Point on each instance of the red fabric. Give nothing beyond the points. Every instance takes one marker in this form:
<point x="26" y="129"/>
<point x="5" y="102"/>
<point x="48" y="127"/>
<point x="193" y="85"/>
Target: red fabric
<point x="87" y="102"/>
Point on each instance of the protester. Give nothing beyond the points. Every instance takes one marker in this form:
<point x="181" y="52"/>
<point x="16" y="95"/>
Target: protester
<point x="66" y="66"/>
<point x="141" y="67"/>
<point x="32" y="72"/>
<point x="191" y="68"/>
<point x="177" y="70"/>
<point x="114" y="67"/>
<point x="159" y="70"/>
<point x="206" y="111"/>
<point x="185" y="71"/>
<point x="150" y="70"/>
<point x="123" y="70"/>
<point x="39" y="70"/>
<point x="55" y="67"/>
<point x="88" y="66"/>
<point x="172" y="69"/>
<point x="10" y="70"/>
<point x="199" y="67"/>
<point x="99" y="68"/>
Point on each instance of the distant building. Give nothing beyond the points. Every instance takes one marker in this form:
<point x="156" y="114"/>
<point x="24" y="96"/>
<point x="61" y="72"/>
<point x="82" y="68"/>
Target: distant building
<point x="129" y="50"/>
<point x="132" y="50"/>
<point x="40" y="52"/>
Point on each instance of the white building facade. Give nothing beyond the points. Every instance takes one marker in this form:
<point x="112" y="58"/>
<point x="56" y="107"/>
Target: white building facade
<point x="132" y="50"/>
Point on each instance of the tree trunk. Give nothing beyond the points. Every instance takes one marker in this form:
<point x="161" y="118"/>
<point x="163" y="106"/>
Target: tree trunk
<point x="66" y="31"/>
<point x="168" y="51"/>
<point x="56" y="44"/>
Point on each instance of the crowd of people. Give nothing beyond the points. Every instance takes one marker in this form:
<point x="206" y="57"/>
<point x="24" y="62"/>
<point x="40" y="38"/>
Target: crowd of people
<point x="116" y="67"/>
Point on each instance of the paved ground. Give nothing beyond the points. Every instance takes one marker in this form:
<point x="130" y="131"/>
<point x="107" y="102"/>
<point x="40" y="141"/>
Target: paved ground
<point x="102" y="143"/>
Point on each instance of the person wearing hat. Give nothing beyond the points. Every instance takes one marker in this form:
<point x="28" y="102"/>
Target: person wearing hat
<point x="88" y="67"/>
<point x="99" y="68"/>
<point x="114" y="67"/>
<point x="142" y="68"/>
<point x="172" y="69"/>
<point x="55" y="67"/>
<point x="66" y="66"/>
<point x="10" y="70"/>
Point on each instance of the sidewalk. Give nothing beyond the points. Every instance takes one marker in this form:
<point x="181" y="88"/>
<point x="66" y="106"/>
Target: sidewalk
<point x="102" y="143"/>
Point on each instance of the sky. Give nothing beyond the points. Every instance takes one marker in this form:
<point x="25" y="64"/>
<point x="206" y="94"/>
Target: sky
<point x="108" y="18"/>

» **WHAT THIS TASK INVOLVES**
Given the listing above, print all of it word for word.

» **ANSWER FOR THIS EXERCISE**
Point on each instance of the red fabric. Give nothing beyond the points. Every instance takes one marker in this form:
<point x="26" y="129"/>
<point x="5" y="102"/>
<point x="48" y="127"/>
<point x="193" y="85"/>
Target: red fabric
<point x="87" y="102"/>
Point on each instance of the protester. Give nothing beyond the points. Every instance takes one marker in this form:
<point x="181" y="52"/>
<point x="16" y="95"/>
Target: protester
<point x="66" y="66"/>
<point x="141" y="67"/>
<point x="32" y="72"/>
<point x="191" y="68"/>
<point x="177" y="70"/>
<point x="114" y="67"/>
<point x="159" y="70"/>
<point x="206" y="111"/>
<point x="185" y="71"/>
<point x="150" y="70"/>
<point x="123" y="70"/>
<point x="39" y="70"/>
<point x="55" y="67"/>
<point x="88" y="66"/>
<point x="172" y="69"/>
<point x="10" y="70"/>
<point x="199" y="67"/>
<point x="99" y="68"/>
Point on each instance of the distant building. Give nothing beyond the points. Every instance takes one marker in this form:
<point x="156" y="114"/>
<point x="24" y="96"/>
<point x="61" y="72"/>
<point x="82" y="68"/>
Target: distant building
<point x="129" y="50"/>
<point x="132" y="50"/>
<point x="40" y="52"/>
Point on each instance of the white building facade. Give nothing beyond the points. Every instance takes one marker in this form:
<point x="112" y="58"/>
<point x="56" y="107"/>
Target: white building facade
<point x="132" y="50"/>
Point on each instance of the tree trunk. Give nothing beyond the points. Every instance takes one marker in this form:
<point x="161" y="118"/>
<point x="163" y="106"/>
Target: tree trunk
<point x="66" y="31"/>
<point x="168" y="51"/>
<point x="56" y="44"/>
Point on each instance of the crowd of people. Give nothing beyond the points. Every instance takes one marker in this form:
<point x="206" y="57"/>
<point x="24" y="62"/>
<point x="40" y="38"/>
Target: crowd of people
<point x="116" y="67"/>
Point on each instance of the paved ground. Give nothing beyond the points. Every instance takes one marker in this form:
<point x="130" y="131"/>
<point x="107" y="102"/>
<point x="40" y="141"/>
Target: paved ground
<point x="102" y="143"/>
Point on each instance of the person wearing hat. Give nothing beyond the points. Every instance takes one marker in this form:
<point x="28" y="102"/>
Target: person wearing hat
<point x="88" y="67"/>
<point x="99" y="68"/>
<point x="114" y="67"/>
<point x="142" y="68"/>
<point x="172" y="69"/>
<point x="55" y="67"/>
<point x="66" y="66"/>
<point x="10" y="70"/>
Point on each instance of the sidewalk. Give nothing beyond the points. Every instance takes one marker in this form:
<point x="181" y="88"/>
<point x="66" y="106"/>
Target: sidewalk
<point x="102" y="143"/>
Point on each instance of the sky. Give nothing beyond the points. Every instance takes one marker in this form:
<point x="25" y="64"/>
<point x="206" y="94"/>
Target: sky
<point x="108" y="18"/>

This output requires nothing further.